• **Set problem a**
Rewrite the listing as a numbered list, from its first line through the line containing "M 226 154 L", with blank lines omitted.

• **Source extract**
# # #

Background information
- Born: January 9, 1980 (age 46) Utrecht, Netherlands
- Origin: Haaften
- Genres: Salsa; son cubano; cha cha chá; bolero;
- Occupation: Trumpeter
- Years active: 2000–2019

= Maite Hontelé =

Dutch trumpeter

Maite Hontelé is a Dutch trumpeter specializing in Latin and jazz trumpet.

== Early life and education ==
Maite Hontelé was born in Utrecht, Netherlands. She is the granddaughter of musician, composer and author, André Hontelé.

Around the age of 9, Hontelé learned to play the trumpet in the harmony orchestra of the village Haaften. After attending secondary school in Gorinchem,
she studied at the Rotterdam Conservatory of Music.

== Career ==
From about 1995 onwards, Hontelé played in various salsa bands. In 2008, she performed in Colombia with the Cubop City Big Band during the jazz festival of Medellín; afterwards she decided to move to Colombia. Hontelé lived there for over a decade and formed her own band; between 2010 and 2013 she toured Europe with Dutch musicians.

# # #

• **Records to process**
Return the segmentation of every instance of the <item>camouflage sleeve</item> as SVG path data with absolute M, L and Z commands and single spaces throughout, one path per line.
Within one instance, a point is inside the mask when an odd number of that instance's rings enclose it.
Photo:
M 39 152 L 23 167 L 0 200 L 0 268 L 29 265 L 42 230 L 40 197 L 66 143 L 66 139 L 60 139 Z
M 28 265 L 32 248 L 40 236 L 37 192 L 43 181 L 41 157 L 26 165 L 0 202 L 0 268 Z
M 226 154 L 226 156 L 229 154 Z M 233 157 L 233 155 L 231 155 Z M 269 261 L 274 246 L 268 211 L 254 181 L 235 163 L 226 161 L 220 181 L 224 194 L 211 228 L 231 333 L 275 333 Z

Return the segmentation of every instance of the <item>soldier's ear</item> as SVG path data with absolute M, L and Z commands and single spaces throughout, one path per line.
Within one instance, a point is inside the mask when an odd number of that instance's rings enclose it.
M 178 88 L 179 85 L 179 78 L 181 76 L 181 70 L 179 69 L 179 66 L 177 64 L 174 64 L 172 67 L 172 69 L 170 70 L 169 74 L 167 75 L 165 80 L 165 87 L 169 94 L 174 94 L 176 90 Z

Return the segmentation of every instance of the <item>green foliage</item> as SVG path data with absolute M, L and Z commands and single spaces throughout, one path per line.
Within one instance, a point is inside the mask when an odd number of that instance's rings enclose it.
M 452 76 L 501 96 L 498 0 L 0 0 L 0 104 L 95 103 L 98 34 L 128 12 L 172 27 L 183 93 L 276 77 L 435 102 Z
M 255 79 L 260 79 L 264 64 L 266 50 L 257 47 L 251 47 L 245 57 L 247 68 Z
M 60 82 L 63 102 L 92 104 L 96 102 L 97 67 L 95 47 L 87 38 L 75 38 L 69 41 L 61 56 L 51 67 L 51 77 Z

# # #

• **Set problem b**
In the biography of Maite Hontelé, which institution did she study at after secondary school in Gorinchem?

• **Complete output a**
1. Return the segmentation of every instance of the <item>camouflage sleeve</item> as SVG path data with absolute M, L and Z commands and single spaces throughout, one path per line.
2. Within one instance, a point is inside the mask when an odd number of that instance's rings enclose it.
3. Photo:
4. M 39 152 L 23 167 L 0 200 L 0 268 L 29 265 L 42 230 L 40 197 L 66 143 L 66 139 L 60 139 Z
5. M 28 265 L 32 248 L 40 236 L 37 192 L 43 181 L 41 157 L 26 165 L 0 202 L 0 268 Z
6. M 226 154 L 226 156 L 229 154 Z M 233 157 L 233 155 L 231 155 Z M 269 261 L 274 246 L 268 211 L 254 181 L 235 163 L 226 161 L 220 181 L 224 194 L 211 228 L 231 333 L 275 333 Z

• **Complete output b**
The Rotterdam Conservatory of Music.